EXTRACT »
The Tate Britain shop is large and there are multiple, unimpeachable shelves of books grouped into themes such as technique, art history.

· 7 min read
Browsing the Tate Bookshop

In the last week of April 2017, a light squall of controversy hit the majestic ship that is Tate, Britain’s state-sponsored multi-gallery institution for British and modern art. Its Director, Nicholas Serota, was moving on (to another public art satrapy, as chair of Arts Council England) and, according to reports, staff were being asked to contribute to a leaving present, despite their low-pay, casualization and the removal of a canteen discount. And not just any leaving present, but a sailing boat. For the staff union, it was proof that Tate management had become divorced from reality.

That same week I visited Tate Britain, Tate’s original neo-classical edifice, just down the Thames from Westminster. Looking for a present for a friend I stopped off in the (extensive) shop. It would be an exaggeration to say that I felt like I’d stumbled into the Socialist Workers Party’s Bookmarks which, after all, is in the more salubrious Bloomsbury. However, the experience was striking enough for me to feel guiltless in at least suggesting the parallel. Several factors clearly influence the Tate bookshop’s stocking choices (not least, one hopes, what sells) but the sheer brazenness of its partisanship, and the mismatch between that and the dragoons of well-heeled retirees rocking up to enjoy David Hockney, suggested something about power and ideology in our cultural institutions and, on reflection, about where that is going wrong.

The Tate Britain shop is large and there are multiple, unimpeachable shelves of books grouped into themes such as technique, art history, and children’s books (there’s also a second outlet more focussed on gifts, though there are plenty of those in the main shop too). Right at the front, though, was a table which, although unmarked, was given over to the theme of ‘Britain’ and behind it the wall shelves started with an extensive section labelled ‘Art Theory’. Regularly punctuating both, however, were volumes with a connection to neither theme, but unified by commitment to a political programme, if a fairly loose one (I don’t want to oversell the idea of a thought-through conspiracy).

Dataset rows »
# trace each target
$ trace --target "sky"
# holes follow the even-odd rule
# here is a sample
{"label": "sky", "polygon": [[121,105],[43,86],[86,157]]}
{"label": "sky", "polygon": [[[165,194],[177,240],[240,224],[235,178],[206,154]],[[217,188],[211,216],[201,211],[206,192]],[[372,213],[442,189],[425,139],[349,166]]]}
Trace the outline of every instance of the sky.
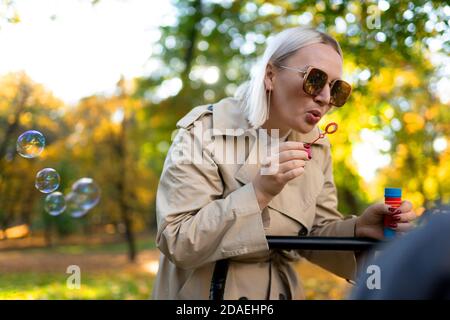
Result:
{"label": "sky", "polygon": [[170,1],[16,0],[20,23],[0,26],[0,76],[25,71],[68,104],[145,75]]}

DIRECTIVE »
Reproduce word for word the stretch of the essay on the Tate bookshop from "That same week" through "is going wrong.". The records have no connection to the essay on the Tate bookshop.

SOLUTION TO THIS TASK »
That same week I visited Tate Britain, Tate’s original neo-classical edifice, just down the Thames from Westminster. Looking for a present for a friend I stopped off in the (extensive) shop. It would be an exaggeration to say that I felt like I’d stumbled into the Socialist Workers Party’s Bookmarks which, after all, is in the more salubrious Bloomsbury. However, the experience was striking enough for me to feel guiltless in at least suggesting the parallel. Several factors clearly influence the Tate bookshop’s stocking choices (not least, one hopes, what sells) but the sheer brazenness of its partisanship, and the mismatch between that and the dragoons of well-heeled retirees rocking up to enjoy David Hockney, suggested something about power and ideology in our cultural institutions and, on reflection, about where that is going wrong.